Dataset content:
☆ ☆ ☆ ☆ ☆

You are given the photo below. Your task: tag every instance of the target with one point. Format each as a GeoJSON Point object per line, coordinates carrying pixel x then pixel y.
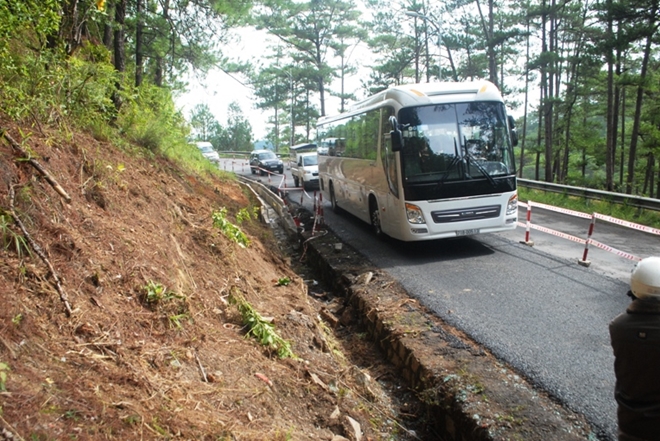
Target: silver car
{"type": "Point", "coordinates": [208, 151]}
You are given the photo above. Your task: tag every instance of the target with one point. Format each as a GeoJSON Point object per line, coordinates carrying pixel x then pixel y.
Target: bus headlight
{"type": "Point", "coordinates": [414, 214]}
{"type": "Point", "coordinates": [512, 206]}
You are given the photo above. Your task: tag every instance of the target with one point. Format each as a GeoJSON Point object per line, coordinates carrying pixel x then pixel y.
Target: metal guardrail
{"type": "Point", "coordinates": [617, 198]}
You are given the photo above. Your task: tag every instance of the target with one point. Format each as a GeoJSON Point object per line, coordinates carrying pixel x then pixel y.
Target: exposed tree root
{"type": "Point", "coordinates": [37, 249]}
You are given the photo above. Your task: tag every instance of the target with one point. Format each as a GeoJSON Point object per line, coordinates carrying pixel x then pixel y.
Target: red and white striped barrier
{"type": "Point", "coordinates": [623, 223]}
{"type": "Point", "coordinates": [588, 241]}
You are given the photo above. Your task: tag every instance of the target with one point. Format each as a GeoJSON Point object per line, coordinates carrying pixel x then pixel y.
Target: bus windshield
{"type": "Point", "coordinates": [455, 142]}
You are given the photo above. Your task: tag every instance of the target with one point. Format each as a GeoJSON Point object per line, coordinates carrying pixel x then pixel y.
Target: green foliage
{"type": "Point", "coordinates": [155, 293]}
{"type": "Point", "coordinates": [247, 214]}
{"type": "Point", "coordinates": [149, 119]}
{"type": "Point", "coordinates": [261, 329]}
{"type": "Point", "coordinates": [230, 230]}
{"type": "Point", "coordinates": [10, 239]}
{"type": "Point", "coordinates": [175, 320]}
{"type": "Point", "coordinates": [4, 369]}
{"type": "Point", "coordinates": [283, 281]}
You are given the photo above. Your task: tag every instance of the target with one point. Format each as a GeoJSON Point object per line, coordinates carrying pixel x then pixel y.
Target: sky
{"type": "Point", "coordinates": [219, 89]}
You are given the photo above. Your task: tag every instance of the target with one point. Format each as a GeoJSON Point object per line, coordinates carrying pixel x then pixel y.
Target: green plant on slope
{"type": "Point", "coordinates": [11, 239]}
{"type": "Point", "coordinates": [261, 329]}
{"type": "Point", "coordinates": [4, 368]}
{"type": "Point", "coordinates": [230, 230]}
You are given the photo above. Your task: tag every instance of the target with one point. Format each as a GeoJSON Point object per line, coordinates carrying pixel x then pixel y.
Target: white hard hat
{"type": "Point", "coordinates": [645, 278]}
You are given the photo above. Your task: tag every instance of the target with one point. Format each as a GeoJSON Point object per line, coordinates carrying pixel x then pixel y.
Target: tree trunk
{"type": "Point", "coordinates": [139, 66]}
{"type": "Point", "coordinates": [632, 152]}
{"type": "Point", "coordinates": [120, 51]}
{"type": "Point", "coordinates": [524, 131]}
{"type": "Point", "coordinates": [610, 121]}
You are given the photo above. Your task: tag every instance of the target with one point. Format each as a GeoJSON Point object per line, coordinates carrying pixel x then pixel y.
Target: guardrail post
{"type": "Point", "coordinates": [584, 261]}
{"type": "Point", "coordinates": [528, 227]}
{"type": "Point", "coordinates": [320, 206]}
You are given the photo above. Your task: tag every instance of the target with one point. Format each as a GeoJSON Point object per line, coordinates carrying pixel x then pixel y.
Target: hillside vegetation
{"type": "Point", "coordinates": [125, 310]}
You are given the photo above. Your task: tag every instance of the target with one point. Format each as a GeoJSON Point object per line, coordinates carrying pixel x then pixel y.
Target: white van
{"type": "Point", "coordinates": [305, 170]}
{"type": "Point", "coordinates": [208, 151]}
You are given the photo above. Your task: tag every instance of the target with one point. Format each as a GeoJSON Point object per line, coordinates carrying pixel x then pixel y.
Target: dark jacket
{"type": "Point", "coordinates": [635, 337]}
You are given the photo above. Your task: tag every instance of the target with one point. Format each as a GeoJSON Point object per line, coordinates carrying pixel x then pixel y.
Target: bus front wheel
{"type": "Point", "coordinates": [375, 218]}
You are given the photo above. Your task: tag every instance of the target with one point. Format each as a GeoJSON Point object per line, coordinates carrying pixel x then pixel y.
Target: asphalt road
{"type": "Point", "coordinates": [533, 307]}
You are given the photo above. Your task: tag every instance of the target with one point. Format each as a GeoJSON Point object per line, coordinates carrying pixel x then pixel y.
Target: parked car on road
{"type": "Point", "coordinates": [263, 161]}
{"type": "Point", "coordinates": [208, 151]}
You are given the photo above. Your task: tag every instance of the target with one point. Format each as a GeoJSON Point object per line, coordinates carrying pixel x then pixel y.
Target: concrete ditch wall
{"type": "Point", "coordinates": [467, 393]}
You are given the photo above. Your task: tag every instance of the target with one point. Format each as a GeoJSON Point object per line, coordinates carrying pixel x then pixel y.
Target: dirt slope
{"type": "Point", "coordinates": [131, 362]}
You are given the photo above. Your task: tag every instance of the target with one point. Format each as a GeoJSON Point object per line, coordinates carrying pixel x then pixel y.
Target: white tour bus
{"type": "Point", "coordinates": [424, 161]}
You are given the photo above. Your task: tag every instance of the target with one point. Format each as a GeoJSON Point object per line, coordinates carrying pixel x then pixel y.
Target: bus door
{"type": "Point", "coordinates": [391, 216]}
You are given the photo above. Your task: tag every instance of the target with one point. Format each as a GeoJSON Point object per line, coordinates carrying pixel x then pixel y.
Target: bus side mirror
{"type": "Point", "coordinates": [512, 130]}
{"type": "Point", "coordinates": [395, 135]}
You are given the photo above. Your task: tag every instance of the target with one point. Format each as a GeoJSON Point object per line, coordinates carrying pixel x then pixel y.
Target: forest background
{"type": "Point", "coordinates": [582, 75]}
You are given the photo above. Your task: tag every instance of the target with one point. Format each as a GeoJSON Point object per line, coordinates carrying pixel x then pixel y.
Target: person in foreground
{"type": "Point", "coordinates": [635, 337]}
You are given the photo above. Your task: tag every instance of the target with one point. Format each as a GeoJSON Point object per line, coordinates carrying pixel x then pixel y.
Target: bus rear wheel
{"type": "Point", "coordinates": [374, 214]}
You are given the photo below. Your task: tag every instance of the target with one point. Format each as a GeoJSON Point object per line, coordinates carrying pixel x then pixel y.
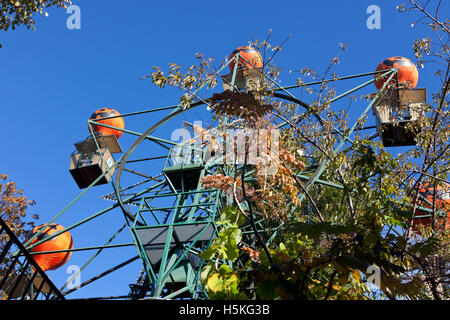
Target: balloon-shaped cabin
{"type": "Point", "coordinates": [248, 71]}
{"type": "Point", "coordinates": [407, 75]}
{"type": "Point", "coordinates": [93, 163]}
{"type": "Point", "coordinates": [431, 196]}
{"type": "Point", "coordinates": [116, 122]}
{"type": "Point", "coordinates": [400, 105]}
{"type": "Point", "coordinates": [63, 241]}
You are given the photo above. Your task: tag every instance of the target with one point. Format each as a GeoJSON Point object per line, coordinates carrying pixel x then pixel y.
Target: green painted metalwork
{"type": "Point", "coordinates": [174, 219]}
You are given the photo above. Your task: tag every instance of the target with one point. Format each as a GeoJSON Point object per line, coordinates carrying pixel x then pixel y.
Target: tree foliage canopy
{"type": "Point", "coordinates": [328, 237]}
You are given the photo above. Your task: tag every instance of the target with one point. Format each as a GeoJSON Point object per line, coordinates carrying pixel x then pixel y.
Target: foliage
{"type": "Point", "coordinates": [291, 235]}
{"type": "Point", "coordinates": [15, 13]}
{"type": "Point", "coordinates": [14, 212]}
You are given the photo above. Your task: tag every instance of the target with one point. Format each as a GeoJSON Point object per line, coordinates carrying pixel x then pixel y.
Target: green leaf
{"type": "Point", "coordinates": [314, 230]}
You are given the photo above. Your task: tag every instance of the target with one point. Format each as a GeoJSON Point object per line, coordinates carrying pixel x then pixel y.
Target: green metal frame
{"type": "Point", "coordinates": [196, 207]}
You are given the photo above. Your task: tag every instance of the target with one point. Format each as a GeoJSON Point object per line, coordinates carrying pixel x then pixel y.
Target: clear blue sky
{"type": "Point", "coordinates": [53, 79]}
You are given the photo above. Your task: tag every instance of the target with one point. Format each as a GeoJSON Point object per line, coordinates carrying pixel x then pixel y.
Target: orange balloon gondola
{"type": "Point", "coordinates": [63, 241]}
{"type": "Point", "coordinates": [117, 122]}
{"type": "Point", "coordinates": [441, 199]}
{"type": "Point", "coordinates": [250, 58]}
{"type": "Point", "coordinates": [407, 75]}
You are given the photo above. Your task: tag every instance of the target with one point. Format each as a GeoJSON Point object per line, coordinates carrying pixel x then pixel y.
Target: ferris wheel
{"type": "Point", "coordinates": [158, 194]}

☆ ☆ ☆ ☆ ☆

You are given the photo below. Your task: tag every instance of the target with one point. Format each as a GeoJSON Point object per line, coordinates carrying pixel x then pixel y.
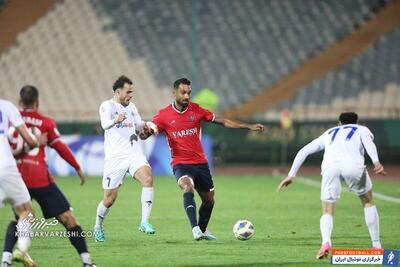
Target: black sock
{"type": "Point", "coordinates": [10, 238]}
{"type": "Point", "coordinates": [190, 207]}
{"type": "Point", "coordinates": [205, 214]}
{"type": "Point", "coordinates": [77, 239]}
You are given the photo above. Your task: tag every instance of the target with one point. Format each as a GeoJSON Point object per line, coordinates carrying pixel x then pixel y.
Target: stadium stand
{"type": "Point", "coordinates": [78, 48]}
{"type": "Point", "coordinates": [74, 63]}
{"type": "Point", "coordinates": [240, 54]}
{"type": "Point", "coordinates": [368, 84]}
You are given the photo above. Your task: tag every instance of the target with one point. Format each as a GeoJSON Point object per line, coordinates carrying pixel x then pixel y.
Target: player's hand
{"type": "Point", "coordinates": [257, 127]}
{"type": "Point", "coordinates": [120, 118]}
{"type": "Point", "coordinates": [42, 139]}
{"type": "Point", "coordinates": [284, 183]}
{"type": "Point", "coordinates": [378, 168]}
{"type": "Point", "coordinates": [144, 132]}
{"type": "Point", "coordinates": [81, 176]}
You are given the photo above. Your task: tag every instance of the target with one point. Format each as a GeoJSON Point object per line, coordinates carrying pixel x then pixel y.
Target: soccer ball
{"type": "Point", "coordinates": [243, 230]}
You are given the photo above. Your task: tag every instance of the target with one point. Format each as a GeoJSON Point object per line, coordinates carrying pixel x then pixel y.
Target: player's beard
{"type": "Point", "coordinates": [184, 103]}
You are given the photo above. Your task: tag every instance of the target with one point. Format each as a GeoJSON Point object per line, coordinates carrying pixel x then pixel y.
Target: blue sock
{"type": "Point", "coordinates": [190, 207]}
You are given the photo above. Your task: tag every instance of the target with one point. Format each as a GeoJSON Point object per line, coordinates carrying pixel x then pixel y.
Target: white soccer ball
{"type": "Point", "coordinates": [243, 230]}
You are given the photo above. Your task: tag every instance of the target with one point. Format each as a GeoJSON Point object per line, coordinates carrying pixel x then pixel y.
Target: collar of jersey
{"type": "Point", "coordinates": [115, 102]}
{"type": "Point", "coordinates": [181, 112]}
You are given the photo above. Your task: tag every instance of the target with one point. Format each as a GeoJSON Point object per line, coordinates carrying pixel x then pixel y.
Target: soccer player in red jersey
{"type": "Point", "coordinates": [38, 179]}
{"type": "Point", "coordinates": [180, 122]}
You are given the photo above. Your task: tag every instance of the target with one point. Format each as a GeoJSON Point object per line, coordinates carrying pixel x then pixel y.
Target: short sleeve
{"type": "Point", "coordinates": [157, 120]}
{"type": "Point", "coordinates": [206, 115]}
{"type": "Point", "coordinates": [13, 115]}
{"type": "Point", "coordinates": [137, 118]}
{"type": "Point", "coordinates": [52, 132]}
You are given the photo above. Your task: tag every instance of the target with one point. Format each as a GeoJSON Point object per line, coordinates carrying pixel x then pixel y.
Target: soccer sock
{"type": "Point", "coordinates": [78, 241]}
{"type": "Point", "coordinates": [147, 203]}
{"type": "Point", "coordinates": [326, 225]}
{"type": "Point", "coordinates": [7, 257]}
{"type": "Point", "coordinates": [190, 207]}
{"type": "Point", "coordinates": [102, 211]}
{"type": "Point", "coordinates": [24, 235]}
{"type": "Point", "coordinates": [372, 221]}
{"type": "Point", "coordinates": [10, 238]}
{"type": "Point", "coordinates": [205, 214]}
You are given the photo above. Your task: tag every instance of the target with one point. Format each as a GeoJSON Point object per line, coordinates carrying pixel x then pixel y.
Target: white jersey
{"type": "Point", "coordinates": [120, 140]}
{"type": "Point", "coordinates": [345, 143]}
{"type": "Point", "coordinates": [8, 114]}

☆ ☆ ☆ ☆ ☆

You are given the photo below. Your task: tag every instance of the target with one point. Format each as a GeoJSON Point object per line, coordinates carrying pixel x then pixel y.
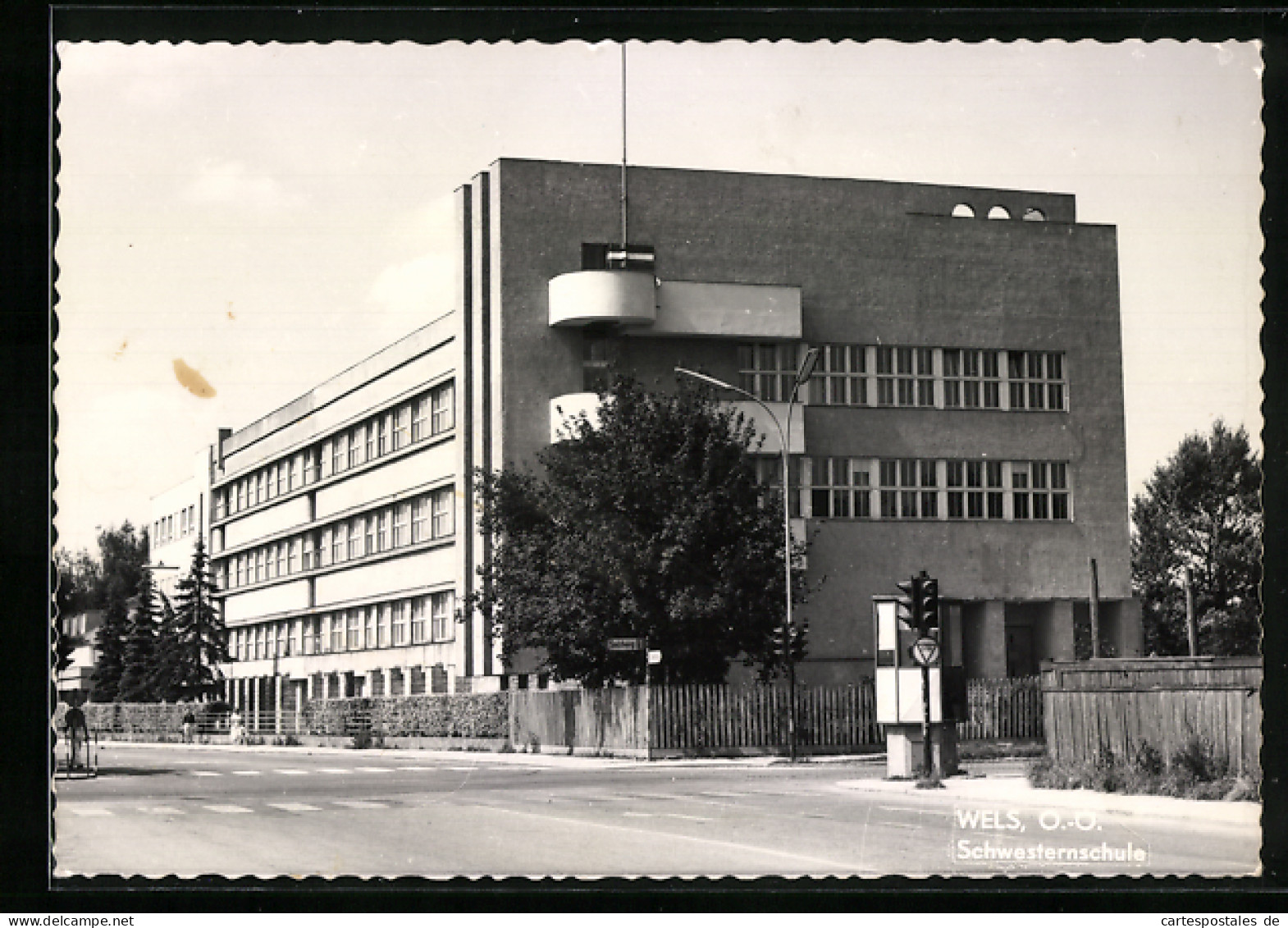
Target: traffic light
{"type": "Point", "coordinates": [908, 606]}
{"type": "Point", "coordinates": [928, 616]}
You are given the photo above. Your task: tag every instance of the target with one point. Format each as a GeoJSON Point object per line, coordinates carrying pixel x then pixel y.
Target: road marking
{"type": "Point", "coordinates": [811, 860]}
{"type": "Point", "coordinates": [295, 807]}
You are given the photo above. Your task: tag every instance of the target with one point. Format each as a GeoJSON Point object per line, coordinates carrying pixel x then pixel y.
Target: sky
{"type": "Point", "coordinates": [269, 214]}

☆ ☆ ☆ ☆ ☆

Collect every line in the records above that contains the string "road" (case-sensitive) and copy each one verbatim.

Problem solution:
Target: asphalt road
Target: parked car on road
Target: road marking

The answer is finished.